=== Raw data ===

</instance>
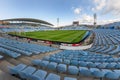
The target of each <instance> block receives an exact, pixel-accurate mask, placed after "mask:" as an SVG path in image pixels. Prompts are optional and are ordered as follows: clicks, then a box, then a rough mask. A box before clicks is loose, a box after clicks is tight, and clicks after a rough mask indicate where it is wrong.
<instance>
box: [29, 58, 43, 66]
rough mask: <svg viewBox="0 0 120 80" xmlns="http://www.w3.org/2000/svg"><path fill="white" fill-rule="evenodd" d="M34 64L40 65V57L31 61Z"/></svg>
mask: <svg viewBox="0 0 120 80" xmlns="http://www.w3.org/2000/svg"><path fill="white" fill-rule="evenodd" d="M31 62H32V64H33V65H39V64H40V63H41V60H40V59H35V60H32V61H31Z"/></svg>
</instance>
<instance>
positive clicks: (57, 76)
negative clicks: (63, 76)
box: [45, 73, 60, 80]
mask: <svg viewBox="0 0 120 80" xmlns="http://www.w3.org/2000/svg"><path fill="white" fill-rule="evenodd" d="M45 80H60V76H59V75H56V74H53V73H50V74H49V75H48V76H47V78H46V79H45Z"/></svg>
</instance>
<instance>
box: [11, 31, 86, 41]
mask: <svg viewBox="0 0 120 80" xmlns="http://www.w3.org/2000/svg"><path fill="white" fill-rule="evenodd" d="M86 32H87V31H85V30H54V31H34V32H21V33H16V32H11V33H10V34H13V35H18V36H21V37H27V38H33V39H40V40H49V41H56V42H67V43H78V42H80V41H81V40H82V39H83V37H84V35H85V33H86Z"/></svg>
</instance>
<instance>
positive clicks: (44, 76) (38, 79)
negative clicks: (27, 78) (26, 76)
mask: <svg viewBox="0 0 120 80" xmlns="http://www.w3.org/2000/svg"><path fill="white" fill-rule="evenodd" d="M46 75H47V72H46V71H44V70H37V71H36V72H35V73H34V74H33V75H32V76H31V77H30V80H44V79H45V77H46Z"/></svg>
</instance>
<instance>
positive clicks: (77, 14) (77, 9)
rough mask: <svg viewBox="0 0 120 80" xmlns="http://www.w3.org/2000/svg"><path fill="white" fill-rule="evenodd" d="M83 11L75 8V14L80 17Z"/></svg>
mask: <svg viewBox="0 0 120 80" xmlns="http://www.w3.org/2000/svg"><path fill="white" fill-rule="evenodd" d="M81 11H82V9H81V8H74V13H75V14H77V15H79V14H80V13H81Z"/></svg>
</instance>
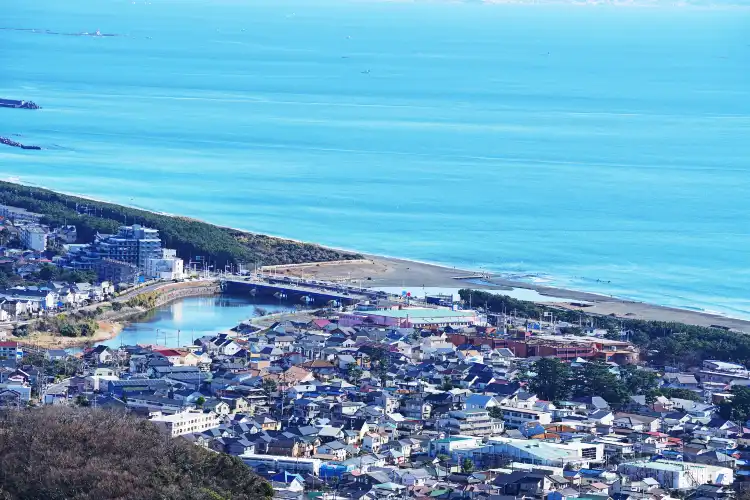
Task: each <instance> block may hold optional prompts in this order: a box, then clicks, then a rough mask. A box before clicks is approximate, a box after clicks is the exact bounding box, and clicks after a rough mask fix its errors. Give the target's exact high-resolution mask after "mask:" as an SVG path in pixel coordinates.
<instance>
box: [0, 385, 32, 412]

=== Problem ===
Each line of the data that holds "then" should be copied.

=== Output for this exercise ===
The target of each <instance> block receives an exact, pixel-accurate mask, placed after "mask:" as an SVG path in image pixels. Prompts are optional and are ordered as follows: clicks, then a box, then a rough mask. A box before clicks is loose, a box after clicks is tight, and clicks after a rough mask indicate where it is wrong.
Task: each <instance> block may hold optional prompts in this order: a box, then clicks, then a rough mask. A box before clicks is approximate, a box after clicks is the exact bounding box, and clicks after a rough mask fix its errors. Give the target's exact high-resolution mask after "mask:" as an SVG path in pixel coordinates.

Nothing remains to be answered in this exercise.